--- BEGIN MATERIAL PROVIDED ---

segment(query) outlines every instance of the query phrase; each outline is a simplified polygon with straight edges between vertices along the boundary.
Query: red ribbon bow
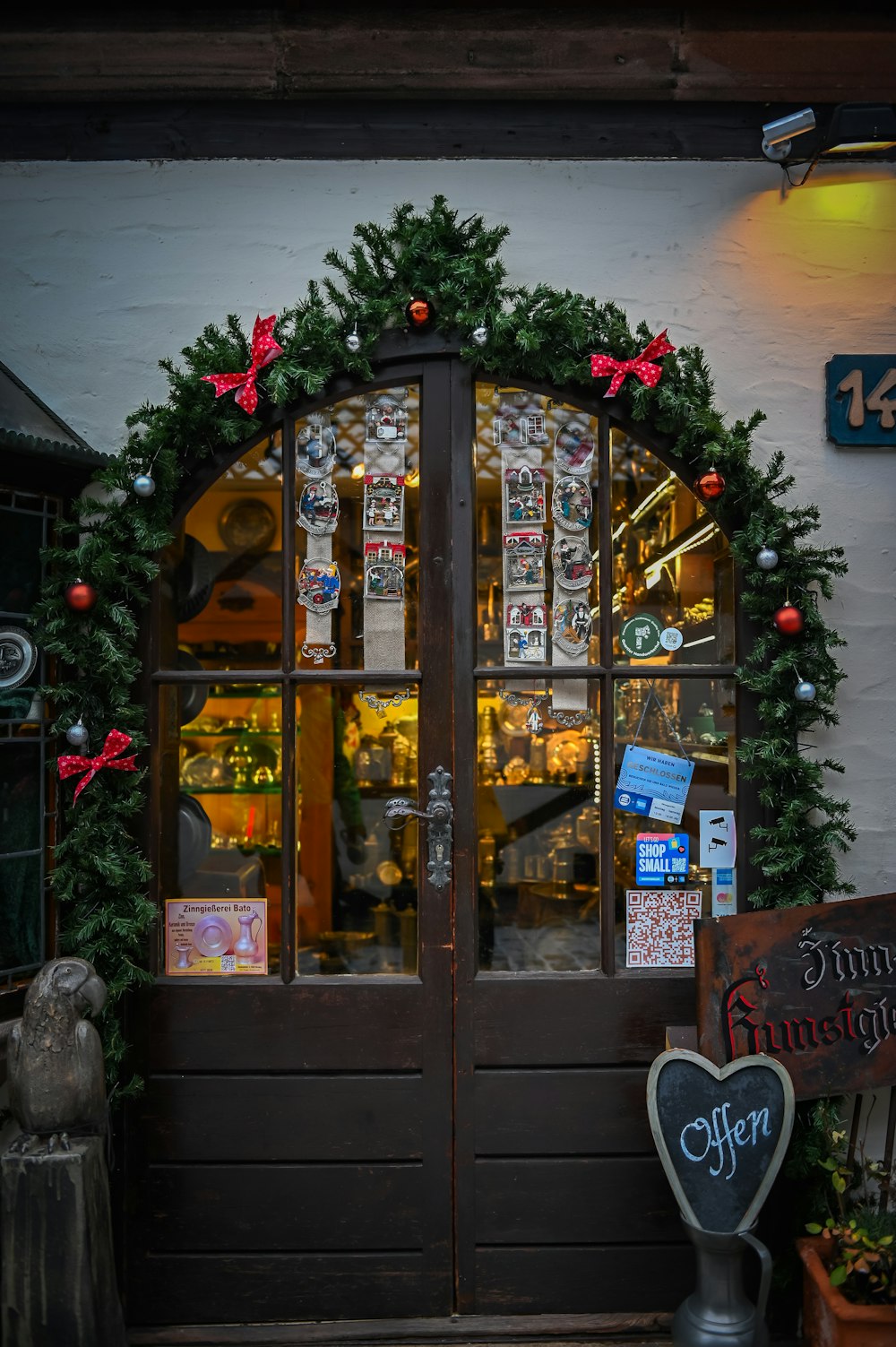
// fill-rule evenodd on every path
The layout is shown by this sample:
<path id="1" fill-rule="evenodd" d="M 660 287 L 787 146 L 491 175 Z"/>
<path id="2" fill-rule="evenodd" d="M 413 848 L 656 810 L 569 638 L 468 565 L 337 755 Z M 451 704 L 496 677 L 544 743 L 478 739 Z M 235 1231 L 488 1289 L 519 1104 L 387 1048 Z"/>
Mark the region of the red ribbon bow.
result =
<path id="1" fill-rule="evenodd" d="M 659 360 L 660 356 L 668 356 L 672 350 L 675 348 L 671 342 L 666 341 L 664 329 L 635 360 L 613 360 L 612 356 L 591 356 L 591 379 L 600 379 L 602 374 L 613 376 L 604 397 L 614 397 L 622 387 L 622 380 L 627 374 L 637 374 L 640 381 L 647 384 L 648 388 L 656 388 L 663 370 L 659 365 L 651 365 L 651 361 Z"/>
<path id="2" fill-rule="evenodd" d="M 283 346 L 278 346 L 274 337 L 274 325 L 276 322 L 276 314 L 271 314 L 269 318 L 256 318 L 255 327 L 252 329 L 252 364 L 247 369 L 245 374 L 203 374 L 203 384 L 214 384 L 214 396 L 222 397 L 225 393 L 233 392 L 238 388 L 236 395 L 236 401 L 240 404 L 244 412 L 249 416 L 259 405 L 259 393 L 255 387 L 255 377 L 260 369 L 269 365 L 272 360 L 283 354 Z"/>
<path id="3" fill-rule="evenodd" d="M 82 758 L 77 753 L 63 753 L 59 758 L 59 780 L 65 781 L 67 776 L 74 776 L 78 772 L 88 773 L 74 788 L 74 799 L 77 800 L 88 781 L 92 781 L 102 766 L 113 766 L 117 772 L 136 772 L 136 754 L 132 753 L 127 758 L 119 757 L 119 753 L 124 753 L 129 742 L 129 734 L 124 734 L 123 730 L 109 730 L 98 757 Z"/>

--- END MATERIAL PROVIDED ---

# [WHAT IS NEEDED]
Please show each line of the entries above that contains the word "every", copied whole. Case counts.

# [SOLUTION FOR THIS TASK]
segment(query) outlines every instance of the query phrase; each outline is a simplified polygon with straight edges between vertices along the boundary.
// fill-rule evenodd on every path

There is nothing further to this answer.